#### TEXTE EXTRAIT ####
L’article est partagé sur Twitter par le compte du quotidien régional. Intéressons-nous maintenant au développement de la propagation de l’actualité sur Twitter, et comment la récupération politique de l’extrême droite pour tirer sur les écologistes, a pu faire passer une polémique régionale (Alsace, donc région administrative Grand Est comprenant également la Champagne), dans la sphère nationale en l’espace de quelques heures lors de la soirée du 11 octobre.
Du régional au national grâce à des militants Reconquête ! et Rassemblement National
A 18h, le compte Français de souche reprend l’information en fustigeant la mairie EELV de Strasbourg. Entrainant une forte augmentation de la volumétrie lors de la soirée du 11 octobre. La reprise fait passer la polémique de l’échelle régionale à l’échelle nationale. A partir de ce moment là, nous pouvons observer une mobilisation de nombreux comptes de militants Reconquête !, le parti ayant porté la candidature d’Eric Zemmour à la présidentielle de 2022 ainsi que d’une député RN, Kevin Pfeffer. Les réseaux militants zemmouristes s’activent ainsi que les réseaux du Front National lorsqu’une seconde députée partage l’actualité, donnant lieu à une forte augmentation du nombre de militants RN prenant la parole sur ce sujet.
La force de frappe des militants d’extrême-droite
Ces deux communautés, celle centrée sur Reconquête par sa rapidité d’action, et celle se composant de nombreux compte de militants RN par sa taille, arrivent à imposer par le volume de conversations l’actualité à la presse nationale qui s’en empare à son tour. Des articles vont être publiés par Cnews, Europe1 ainsi que Valeurs actuelles au cours de la matinée du 12 octobre, entrainant une nouvelle hausse des volumes de conversations sur le sujet, et engendrant une mobilisation forte des militants de la droite conservatrice et nationaliste, notamment de militants RN. Par ailleurs, notons la formation de deux communautés spécifiques pour chacun de ces deux partis politiques, montrant une interaction entre réseaux militants plutôt faible compte tenu des proximités idéologiques des deux partis. Le phénomène de mise à l’agenda étant amplifié par le partage des militants RN et de droite conservatrice à la suite de l’activation des réseaux militants zémmouristes.
####
CONSIGNES DE TRAVAIL
a: Relevez dans le texte extrait tous les médias nationaux qui publient des articles sur le sujet durant la matinée du 12 octobre.
b: Recopiez le passage du texte extrait situé entre « Du régional au » et « sur ce sujet. », bornes incluses.
#### MATÉRIEL FOURNI ####
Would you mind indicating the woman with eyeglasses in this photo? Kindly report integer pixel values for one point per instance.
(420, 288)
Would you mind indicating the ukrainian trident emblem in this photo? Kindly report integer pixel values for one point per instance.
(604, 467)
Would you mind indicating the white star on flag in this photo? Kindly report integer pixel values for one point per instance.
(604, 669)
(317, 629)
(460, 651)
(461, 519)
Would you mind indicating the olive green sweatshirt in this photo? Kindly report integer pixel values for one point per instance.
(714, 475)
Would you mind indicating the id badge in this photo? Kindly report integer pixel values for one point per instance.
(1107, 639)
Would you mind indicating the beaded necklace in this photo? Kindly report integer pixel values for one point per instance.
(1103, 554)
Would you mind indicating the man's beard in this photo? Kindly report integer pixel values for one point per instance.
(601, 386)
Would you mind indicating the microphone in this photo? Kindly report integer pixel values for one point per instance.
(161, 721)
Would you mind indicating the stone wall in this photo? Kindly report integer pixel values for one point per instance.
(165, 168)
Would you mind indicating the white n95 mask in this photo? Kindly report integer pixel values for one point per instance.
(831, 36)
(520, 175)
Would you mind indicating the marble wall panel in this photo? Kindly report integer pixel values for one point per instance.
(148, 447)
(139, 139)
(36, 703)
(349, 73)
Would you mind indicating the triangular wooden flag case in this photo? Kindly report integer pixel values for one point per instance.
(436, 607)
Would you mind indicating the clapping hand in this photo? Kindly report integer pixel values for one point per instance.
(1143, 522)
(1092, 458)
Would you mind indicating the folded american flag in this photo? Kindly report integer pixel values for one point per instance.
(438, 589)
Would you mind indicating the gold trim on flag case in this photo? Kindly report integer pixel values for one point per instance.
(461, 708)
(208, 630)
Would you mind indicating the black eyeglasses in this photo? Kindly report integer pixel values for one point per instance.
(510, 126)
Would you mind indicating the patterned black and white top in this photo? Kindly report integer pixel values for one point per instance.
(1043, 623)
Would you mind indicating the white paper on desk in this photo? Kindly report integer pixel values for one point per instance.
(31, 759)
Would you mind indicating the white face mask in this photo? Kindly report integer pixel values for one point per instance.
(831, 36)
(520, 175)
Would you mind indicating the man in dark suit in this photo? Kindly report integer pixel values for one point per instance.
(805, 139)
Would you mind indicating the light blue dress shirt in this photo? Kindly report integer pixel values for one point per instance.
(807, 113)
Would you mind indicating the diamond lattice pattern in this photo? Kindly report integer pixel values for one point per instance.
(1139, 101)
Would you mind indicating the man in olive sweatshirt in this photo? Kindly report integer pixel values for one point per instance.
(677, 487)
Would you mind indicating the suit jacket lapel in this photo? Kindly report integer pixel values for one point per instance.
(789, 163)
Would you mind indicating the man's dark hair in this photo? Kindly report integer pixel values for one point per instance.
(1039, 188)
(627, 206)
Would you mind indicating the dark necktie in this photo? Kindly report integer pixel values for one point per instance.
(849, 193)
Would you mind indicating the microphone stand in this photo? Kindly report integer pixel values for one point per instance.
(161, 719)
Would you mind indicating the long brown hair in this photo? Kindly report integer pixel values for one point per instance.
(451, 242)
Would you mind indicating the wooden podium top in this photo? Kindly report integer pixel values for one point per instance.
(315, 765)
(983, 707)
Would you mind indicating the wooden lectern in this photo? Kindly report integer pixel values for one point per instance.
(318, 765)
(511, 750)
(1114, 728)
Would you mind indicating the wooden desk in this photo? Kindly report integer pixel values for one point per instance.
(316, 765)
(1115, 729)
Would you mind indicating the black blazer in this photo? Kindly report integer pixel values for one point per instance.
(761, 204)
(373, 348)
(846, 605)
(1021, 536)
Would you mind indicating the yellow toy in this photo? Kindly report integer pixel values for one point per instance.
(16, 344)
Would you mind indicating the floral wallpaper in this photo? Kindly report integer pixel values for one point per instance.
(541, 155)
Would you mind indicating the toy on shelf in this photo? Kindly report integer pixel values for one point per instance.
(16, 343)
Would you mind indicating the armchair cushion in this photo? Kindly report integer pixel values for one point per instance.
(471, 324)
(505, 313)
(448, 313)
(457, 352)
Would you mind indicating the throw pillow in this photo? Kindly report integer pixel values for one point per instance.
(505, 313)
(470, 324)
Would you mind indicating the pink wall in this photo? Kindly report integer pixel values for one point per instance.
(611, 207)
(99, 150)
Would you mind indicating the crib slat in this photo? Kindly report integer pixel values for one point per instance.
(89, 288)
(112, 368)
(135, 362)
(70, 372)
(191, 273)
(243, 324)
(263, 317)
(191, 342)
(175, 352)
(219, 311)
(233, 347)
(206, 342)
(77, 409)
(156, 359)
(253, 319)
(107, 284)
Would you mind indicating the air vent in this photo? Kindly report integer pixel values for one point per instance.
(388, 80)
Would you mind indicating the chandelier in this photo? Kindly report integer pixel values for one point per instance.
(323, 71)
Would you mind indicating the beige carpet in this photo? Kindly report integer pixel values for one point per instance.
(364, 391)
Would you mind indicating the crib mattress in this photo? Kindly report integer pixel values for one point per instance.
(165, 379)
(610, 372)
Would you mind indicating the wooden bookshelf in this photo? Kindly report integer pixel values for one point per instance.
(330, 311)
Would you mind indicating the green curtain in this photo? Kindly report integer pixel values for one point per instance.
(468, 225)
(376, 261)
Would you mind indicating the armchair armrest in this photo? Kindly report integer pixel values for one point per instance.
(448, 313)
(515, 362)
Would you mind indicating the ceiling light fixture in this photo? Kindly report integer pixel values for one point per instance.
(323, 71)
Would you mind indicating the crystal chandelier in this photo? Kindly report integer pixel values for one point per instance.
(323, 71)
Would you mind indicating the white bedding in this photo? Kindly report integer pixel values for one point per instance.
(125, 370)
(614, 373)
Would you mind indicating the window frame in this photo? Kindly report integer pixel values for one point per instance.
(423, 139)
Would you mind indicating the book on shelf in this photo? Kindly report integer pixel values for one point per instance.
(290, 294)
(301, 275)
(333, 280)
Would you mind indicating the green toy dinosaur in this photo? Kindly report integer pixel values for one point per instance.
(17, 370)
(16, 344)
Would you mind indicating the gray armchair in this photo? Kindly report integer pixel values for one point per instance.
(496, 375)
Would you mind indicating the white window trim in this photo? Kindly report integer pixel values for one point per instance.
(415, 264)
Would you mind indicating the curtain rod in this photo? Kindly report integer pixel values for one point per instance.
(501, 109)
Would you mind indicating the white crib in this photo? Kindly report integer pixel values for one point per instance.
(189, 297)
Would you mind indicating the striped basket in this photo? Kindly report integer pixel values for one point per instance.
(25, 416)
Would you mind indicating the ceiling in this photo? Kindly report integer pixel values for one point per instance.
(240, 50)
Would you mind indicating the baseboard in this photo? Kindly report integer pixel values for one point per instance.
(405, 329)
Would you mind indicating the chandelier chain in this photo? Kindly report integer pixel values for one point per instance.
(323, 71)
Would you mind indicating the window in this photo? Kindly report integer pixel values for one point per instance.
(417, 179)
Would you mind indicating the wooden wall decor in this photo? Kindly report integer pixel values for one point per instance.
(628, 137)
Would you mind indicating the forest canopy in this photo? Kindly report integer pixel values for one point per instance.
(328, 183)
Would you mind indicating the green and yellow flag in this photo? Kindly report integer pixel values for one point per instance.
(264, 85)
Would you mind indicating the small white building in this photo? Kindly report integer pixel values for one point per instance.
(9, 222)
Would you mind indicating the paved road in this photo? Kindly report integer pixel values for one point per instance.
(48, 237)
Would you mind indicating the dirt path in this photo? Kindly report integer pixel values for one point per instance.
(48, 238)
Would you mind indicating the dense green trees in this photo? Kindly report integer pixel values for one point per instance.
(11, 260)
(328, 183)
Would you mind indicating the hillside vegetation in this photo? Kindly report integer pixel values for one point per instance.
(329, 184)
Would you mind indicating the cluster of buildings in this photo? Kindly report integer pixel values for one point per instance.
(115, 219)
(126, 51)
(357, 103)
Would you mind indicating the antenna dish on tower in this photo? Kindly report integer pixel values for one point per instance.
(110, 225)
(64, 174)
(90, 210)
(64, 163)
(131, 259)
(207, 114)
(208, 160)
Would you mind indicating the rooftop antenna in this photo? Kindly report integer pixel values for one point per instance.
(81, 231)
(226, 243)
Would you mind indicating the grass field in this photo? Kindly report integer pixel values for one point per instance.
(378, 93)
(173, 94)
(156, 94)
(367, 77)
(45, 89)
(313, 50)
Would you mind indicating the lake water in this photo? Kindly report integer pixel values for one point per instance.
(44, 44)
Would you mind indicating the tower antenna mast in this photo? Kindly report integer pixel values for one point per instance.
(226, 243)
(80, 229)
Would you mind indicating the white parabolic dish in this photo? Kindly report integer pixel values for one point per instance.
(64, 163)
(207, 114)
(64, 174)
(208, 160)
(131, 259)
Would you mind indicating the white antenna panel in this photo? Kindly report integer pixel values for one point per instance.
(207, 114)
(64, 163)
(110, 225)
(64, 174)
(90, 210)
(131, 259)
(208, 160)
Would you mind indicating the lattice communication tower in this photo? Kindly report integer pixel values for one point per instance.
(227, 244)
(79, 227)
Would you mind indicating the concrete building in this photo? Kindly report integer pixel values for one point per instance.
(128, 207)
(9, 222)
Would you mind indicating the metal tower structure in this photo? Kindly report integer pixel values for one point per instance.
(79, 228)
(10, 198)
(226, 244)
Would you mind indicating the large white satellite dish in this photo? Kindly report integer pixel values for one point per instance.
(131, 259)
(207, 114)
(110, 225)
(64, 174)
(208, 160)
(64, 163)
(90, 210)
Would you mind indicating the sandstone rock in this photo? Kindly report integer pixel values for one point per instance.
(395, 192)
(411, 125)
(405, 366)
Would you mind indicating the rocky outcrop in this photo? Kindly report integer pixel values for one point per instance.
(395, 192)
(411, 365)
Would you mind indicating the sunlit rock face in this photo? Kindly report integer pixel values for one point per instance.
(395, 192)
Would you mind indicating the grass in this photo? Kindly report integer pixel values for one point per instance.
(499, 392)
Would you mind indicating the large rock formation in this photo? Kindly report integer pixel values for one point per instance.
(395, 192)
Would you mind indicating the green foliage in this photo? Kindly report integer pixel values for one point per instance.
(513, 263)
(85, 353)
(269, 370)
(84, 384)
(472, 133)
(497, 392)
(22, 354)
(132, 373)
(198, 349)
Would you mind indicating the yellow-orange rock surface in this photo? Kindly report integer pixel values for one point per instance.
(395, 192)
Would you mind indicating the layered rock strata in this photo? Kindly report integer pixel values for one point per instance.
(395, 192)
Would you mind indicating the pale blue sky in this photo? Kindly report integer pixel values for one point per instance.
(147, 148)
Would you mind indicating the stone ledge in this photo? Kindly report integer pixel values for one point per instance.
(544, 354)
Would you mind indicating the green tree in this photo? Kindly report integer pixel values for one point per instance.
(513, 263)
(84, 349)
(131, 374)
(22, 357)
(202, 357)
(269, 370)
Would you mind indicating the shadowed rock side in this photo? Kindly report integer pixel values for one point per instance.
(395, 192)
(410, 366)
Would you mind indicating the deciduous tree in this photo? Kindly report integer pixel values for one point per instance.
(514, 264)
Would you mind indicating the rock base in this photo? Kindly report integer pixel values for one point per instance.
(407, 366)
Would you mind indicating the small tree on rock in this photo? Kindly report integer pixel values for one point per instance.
####
RÉPONSES ATTENDUES
a: Cnews, Europe1 et Valeurs actuelles.

b:
Du régional au national grâce à des militants Reconquête ! et Rassemblement National
A 18h, le compte Français de souche reprend l’information en fustigeant la mairie EELV de Strasbourg. Entrainant une forte augmentation de la volumétrie lors de la soirée du 11 octobre. La reprise fait passer la polémique de l’échelle régionale à l’échelle nationale. A partir de ce moment là, nous pouvons observer une mobilisation de nombreux comptes de militants Reconquête !, le parti ayant porté la candidature d’Eric Zemmour à la présidentielle de 2022 ainsi que d’une député RN, Kevin Pfeffer. Les réseaux militants zemmouristes s’activent ainsi que les réseaux du Front National lorsqu’une seconde députée partage l’actualité, donnant lieu à une forte augmentation du nombre de militants RN prenant la parole sur ce sujet.